| Stated task |
How many lines in the rows below contain the string "gravel", with case counting? Tally them and reply with the number alone.

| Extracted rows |
_ _ _ _ _
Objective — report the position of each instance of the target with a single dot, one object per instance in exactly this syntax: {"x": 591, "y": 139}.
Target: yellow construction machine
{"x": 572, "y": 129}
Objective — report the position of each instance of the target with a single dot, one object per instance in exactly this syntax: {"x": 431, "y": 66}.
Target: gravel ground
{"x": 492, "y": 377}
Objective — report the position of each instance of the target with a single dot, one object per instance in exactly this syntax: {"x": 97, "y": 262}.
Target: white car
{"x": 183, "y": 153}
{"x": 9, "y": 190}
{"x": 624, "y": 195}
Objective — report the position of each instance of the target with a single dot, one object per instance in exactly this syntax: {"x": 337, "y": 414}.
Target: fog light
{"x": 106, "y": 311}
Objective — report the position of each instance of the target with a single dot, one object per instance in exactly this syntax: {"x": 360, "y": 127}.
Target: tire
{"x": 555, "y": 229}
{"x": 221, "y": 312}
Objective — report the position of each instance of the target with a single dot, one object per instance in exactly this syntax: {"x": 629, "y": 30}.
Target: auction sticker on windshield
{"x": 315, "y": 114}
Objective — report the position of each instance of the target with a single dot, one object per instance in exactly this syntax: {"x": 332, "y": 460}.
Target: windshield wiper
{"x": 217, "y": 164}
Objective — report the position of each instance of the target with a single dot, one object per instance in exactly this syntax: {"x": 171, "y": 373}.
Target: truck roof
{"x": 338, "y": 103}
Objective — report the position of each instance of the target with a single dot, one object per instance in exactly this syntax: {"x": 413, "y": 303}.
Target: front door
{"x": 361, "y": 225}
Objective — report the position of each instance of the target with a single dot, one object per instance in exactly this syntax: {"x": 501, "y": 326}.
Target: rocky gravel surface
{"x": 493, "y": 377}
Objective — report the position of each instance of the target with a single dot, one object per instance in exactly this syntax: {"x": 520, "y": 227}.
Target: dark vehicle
_ _ _ _ _
| Expected answer |
2